*Dataset entries*.
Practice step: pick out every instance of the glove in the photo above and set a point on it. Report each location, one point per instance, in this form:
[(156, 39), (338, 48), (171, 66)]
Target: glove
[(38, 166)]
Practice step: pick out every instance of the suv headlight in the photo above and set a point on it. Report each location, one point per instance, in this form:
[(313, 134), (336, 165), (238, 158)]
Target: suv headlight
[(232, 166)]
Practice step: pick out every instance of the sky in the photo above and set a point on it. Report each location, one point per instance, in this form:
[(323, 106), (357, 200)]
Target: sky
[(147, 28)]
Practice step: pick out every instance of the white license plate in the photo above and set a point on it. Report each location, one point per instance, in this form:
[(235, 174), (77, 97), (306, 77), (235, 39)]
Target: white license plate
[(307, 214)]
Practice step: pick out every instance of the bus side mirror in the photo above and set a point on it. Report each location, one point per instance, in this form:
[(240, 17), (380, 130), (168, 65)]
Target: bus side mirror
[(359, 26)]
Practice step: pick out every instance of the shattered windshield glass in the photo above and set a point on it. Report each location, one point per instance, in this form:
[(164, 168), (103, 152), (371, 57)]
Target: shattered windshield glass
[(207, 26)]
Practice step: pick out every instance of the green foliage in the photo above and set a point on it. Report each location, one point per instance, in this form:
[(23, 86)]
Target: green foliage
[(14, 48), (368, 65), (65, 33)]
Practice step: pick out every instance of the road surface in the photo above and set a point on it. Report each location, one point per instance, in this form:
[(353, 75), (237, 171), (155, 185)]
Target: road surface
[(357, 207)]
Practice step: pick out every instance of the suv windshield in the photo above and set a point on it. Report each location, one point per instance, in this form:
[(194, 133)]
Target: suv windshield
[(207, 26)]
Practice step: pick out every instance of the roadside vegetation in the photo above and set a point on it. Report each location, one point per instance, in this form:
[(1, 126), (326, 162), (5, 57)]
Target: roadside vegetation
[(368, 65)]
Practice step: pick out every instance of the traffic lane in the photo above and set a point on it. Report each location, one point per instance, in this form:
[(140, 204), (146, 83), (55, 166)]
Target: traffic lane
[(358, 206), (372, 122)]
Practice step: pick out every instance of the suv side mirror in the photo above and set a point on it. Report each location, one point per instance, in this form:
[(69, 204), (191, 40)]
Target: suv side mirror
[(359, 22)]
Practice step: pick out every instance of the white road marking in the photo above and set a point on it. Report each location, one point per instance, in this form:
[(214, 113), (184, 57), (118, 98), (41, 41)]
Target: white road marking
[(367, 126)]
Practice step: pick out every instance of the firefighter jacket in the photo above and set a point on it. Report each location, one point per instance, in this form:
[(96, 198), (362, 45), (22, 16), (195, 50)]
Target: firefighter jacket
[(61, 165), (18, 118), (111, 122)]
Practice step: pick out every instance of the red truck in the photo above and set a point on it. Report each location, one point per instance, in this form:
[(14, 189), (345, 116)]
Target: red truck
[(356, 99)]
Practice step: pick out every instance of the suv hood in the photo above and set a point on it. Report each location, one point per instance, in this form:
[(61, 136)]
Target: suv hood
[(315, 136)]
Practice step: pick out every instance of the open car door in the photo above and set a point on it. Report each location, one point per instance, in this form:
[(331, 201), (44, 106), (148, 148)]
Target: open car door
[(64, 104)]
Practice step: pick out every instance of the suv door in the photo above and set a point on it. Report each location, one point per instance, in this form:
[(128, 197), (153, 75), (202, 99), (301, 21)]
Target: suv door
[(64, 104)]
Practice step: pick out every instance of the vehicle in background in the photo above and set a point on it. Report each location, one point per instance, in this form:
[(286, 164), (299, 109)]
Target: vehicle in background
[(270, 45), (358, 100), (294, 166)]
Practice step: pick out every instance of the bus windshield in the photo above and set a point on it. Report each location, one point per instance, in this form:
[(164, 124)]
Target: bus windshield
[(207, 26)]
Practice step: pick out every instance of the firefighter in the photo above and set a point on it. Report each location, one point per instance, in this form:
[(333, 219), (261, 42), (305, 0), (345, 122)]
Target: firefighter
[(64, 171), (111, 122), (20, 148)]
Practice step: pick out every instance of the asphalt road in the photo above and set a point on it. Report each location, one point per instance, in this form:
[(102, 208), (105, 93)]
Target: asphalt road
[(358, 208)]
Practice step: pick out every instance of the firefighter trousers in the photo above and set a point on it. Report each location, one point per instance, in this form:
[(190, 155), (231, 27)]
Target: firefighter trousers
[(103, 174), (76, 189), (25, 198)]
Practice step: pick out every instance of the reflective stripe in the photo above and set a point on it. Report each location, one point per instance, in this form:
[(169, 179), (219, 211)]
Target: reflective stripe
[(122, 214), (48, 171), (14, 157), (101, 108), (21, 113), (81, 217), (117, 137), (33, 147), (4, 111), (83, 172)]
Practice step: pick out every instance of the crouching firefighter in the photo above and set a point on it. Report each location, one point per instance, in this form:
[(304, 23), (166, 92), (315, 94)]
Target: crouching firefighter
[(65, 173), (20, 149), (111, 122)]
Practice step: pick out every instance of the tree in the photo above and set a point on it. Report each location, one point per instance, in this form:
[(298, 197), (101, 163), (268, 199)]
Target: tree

*Exercise requirements*. Format every line of the records above as one numbered list, leaving out any blank lines.

*Complete response*.
1. Practice step: pick out every instance of the glove in the photo above and set a point on it. Report each location, one point per instance, in this form:
2. [(156, 39), (338, 48), (171, 66)]
3. Target: glove
4. [(38, 166)]
5. Practice step: pick out every instance of the suv headlight in the photo above and set a point on it. Report each location, one point per instance, in this form:
6. [(313, 134), (336, 165), (238, 158)]
7. Target: suv headlight
8. [(232, 166)]
9. Practice step: pick out every instance of the sky in the photo above and set a point on it. Report each location, one point per instance, in this form:
10. [(323, 106), (357, 200)]
11. Target: sky
12. [(147, 28)]
13. Practice step: pick out every instance of the white license plate in the photo above and set a point on it. Report each location, one point per instance, in this form:
14. [(235, 174), (77, 97), (306, 77), (235, 39)]
15. Target: white license plate
16. [(307, 214)]
17. Practice step: pick out every instance of the bus side mirror in the photo above and set a point on it. Report each location, one point per instance, in this form:
18. [(240, 17), (380, 130), (168, 65)]
19. Target: bus side mirror
20. [(359, 26)]
21. Practice step: pick out every instance of the shattered windshield glass in the photo above and set a point on it. Report each location, one point per instance, in this form:
22. [(164, 168), (103, 152), (371, 57)]
23. Target: shattered windshield glass
24. [(207, 26)]
25. Practice step: pick out every instance of the green foliage in the photo above and set a point on it. Report each location, one point per instance, in this form:
26. [(23, 86)]
27. Target: green foliage
28. [(14, 48), (368, 65), (65, 33)]
29. Practice step: pick out every instance of the road surface in the photo above and set a point on it. Report each location, one point per instance, in this form:
30. [(353, 75), (237, 171), (155, 185)]
31. Target: road surface
32. [(357, 207)]
33. Practice step: pick out every instance of the suv windshield in the photo above and set a point on it. Report each location, one point per instance, in this form:
34. [(194, 133)]
35. Target: suv windshield
36. [(207, 26)]
37. Practice step: pick out every instance of the roadside vegetation in the photo above and set a point on it. Report each location, one point per instance, in this form:
38. [(1, 126), (326, 162), (5, 57)]
39. Target: roadside vegetation
40. [(368, 65)]
41. Practice step: pick out every instance of the traffic lane in the photo above and set a point on it. Report each location, one point per instance, in this form:
42. [(140, 204), (146, 83), (55, 166)]
43. Target: traffic lane
44. [(358, 206), (372, 122)]
45. Practice step: pick out every instance of the suv side mirror in the photo above and set a point on it. Report each location, one point per instance, in this form:
46. [(69, 204), (191, 40)]
47. Target: suv side mirror
48. [(359, 22)]
49. Practice step: pick out every instance of the white road marking in the photo above and set a point on it. Report each location, one point per instance, in this form:
50. [(214, 113), (184, 57), (118, 98), (41, 41)]
51. Target: white road marking
52. [(367, 126)]
53. Practice step: pick out every instance of the firefighter jacket in the photo above and set a point on it. Report each location, one point per instance, in this form:
54. [(96, 198), (362, 45), (22, 16), (195, 50)]
55. Target: firefighter jacket
56. [(61, 165), (18, 118), (111, 122)]
57. Practice step: pick out every instance of the red truck in the photo above and set a point on it. Report each location, one point per instance, in this form:
58. [(14, 189), (345, 116)]
59. Target: red truck
60. [(356, 99)]
61. Practice step: pick out every instance of the suv hood in the photo above and set a point on it. Report each location, one point per instance, in this form:
62. [(61, 136)]
63. Target: suv hood
64. [(315, 136)]
65. Practice step: pick out every instance of the open car door in the photo above and set a point on it. Report each location, one point per instance, in this form:
66. [(331, 201), (44, 106), (148, 148)]
67. Target: open car door
68. [(64, 104)]
69. Practice step: pick out every instance of the suv door in the photo above and set a point on it. Report each location, one point per instance, in this form:
70. [(128, 197), (153, 75), (202, 99), (301, 21)]
71. Target: suv door
72. [(64, 104)]
73. Practice step: pick out every instance of the vehicle in background in the photo above and set a point on it. Report each location, one point per instance, in this form:
74. [(286, 164), (299, 109)]
75. Target: vehicle in background
76. [(270, 45), (358, 100), (294, 166)]
77. Practice step: pick out every instance of the bus windshield in the photo above and set a point on it. Report each location, one point per instance, in this form:
78. [(164, 124)]
79. Target: bus windshield
80. [(207, 26)]
81. Practice step: pick out every instance of the firefighter in the photo above and set a point on it. Report each location, one point per instance, in this form:
82. [(333, 219), (261, 42), (305, 0), (345, 122)]
83. Target: firefighter
84. [(64, 171), (111, 122), (20, 148)]
85. Practice step: pick out every instance of the asphalt road in the photo above and set a point on it. Report each location, one point per instance, in this form:
86. [(102, 208), (105, 93)]
87. Target: asphalt road
88. [(358, 208)]
89. Practice step: pick out every instance of the firefighter trousers in the photo above and set a point on it. Report each location, one point per instance, in this form:
90. [(190, 155), (231, 27)]
91. Target: firefighter trousers
92. [(103, 174), (76, 189), (25, 198)]
93. Practice step: pick out every instance of the reflective stripe in the photo above and set a point on it. Report each location, one point per instance, in this form:
94. [(169, 179), (219, 211)]
95. Target: reflective stripe
96. [(122, 214), (48, 171), (14, 157), (101, 108), (21, 113), (81, 217), (117, 137), (33, 147), (4, 111), (83, 172)]
97. Practice step: pick out every instance of the crouching firefighter in the photo above and set a point on it. Report each location, one point per instance, in this form:
98. [(304, 23), (166, 92), (315, 94)]
99. Target: crouching firefighter
100. [(65, 173), (20, 149), (111, 122)]
101. Practice step: pick out every instance of the tree in the photo above and set a point on it. Report each location, one point per instance, in this form:
102. [(298, 197), (101, 163), (268, 199)]
103. Target: tree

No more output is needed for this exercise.